Hyderabad: BITS-Pilani Unveils Energy Storage for Wearables

Researchers at BITS-Pilani develop flexible graphene supercapacitors, enhancing energy storage for wearable electronics and sustainability

Update: 2024-10-30 18:10 GMT
Birla Institute of Technology and Science (BITS)-Pilani, Hyderabad. (Image: X)

Hyderabad: The future of wearable electronics may be closer than we think, but one critical piece remains: flexible, adaptable energy storage that can bend and conform as much as the devices it powers. Enter graphene-based supercapacitors, the latest innovation promising a breakthrough in how we power the next generation of technology.

Researchers at the MEMS, Microfluidics and Nanoelectronics (MMNE) Lab at Birla Institute of Technology and Science (BITS)-Pilani, Hyderabad, alongside collaborators from the University at Buffalo, have taken a step in this direction. Led by Prof. Sanket Goel and Prof. Thomas Thundat, with contributions from PhD student Himanshi Awasthi and Dr Pavar Sai Kumar, the team has developed flexible nanographene supercapacitors using a laser-engraving technique. “Our goal was to create a truly adaptable energy solution that’s both powerful and environmentally sustainable,” explained Prof. Goel.

▶ [Data extract]:
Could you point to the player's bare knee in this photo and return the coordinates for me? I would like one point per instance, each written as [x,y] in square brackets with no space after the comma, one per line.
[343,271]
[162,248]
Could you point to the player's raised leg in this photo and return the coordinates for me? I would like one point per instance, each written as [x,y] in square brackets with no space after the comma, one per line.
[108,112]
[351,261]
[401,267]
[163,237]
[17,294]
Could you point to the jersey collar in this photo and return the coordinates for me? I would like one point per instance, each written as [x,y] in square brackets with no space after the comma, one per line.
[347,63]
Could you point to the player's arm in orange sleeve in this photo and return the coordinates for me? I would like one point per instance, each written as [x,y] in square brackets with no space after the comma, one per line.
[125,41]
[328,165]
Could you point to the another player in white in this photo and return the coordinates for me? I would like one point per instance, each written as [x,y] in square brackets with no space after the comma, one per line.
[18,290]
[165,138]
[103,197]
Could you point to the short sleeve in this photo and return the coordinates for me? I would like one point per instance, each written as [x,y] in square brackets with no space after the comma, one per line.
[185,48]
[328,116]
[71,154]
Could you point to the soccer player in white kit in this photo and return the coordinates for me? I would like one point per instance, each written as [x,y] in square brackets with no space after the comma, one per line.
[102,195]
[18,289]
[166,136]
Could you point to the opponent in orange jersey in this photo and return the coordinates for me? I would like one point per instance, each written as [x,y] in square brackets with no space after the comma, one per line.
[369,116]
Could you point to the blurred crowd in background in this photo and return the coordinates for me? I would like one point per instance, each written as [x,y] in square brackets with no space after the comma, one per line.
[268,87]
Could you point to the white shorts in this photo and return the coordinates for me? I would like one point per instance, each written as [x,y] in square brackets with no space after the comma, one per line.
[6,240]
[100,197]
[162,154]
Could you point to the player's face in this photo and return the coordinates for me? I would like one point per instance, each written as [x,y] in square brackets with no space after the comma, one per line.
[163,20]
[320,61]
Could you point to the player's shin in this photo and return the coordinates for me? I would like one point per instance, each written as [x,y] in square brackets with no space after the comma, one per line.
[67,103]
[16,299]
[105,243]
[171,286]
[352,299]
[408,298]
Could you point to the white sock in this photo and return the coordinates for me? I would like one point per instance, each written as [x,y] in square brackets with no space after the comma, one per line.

▶ [Set exercise 1]: List every person named in the article on graphene supercapacitors.
▶ [Set exercise 2]: Translate this sentence from the article on graphene supercapacitors into Spanish: "Enter graphene-based supercapacitors, the latest innovation promising a breakthrough in how we power the next generation of technology."
▶ [Set exercise 3]: Write the next part of the article on graphene supercapacitors, picking up after its final sentence.
The listing plays no part in what comes next.

▶ [Answer 1]: Prof. Sanket Goel, Prof. Thomas Thundat, Himanshi Awasthi, Dr Pavar Sai Kumar

▶ [Answer 2]: Llegan los supercondensadores basados en grafeno, la innovación más reciente que promete un avance decisivo en la forma en que alimentamos la próxima generación de tecnología.

▶ [Answer 3]:
The team’s breakthrough lies in using two types of flexible substrates - polyamide for Laser-Induced Graphene (LIG) and paper for Laser-Induced Reduced Graphene Oxide (LIrGO). “Each substrate offers unique advantages. LIG is highly porous, which allows ions to move through more freely, enhancing energy storage, LIrGO, made from paper, is recyclable, adding an eco-friendly touch to the innovation,” the professor explains.

In terms of performance, these supercapacitors show impressive electrochemical capabilities. The LIG-based supercapacitor leads with an areal capacitance of 3.69 mF/cm² and an energy density of 0.32 μWh/cm² - nearly twice the performance of the paper-based LIrGO, which has an areal capacitance of 1.61 mF/cm² and an energy density of 0.16 μWh/cm². “Additionally, both supercapacitors have shown durability through testing, with the LIG device retaining 88.7% of its capacity over 930 cycles, while LIrGO retained around 79.1%,” he said.

The development of these flexible supercapacitors is also economical and scalable, thanks to the precision of the laser-engraving method used. This process rapidly and reliably synthesises graphene materials on flexible substrates, making it easier to produce on a larger scale.

The researchers used advanced tools, including Scanning Electron Microscopy (SEM) and Transmission Electron Microscopy (TEM), to analyse the material’s unique properties. “The laser-engraving process opens up new possibilities for mass production without compromising quality,” Dr. Pavar Sai Kumar said.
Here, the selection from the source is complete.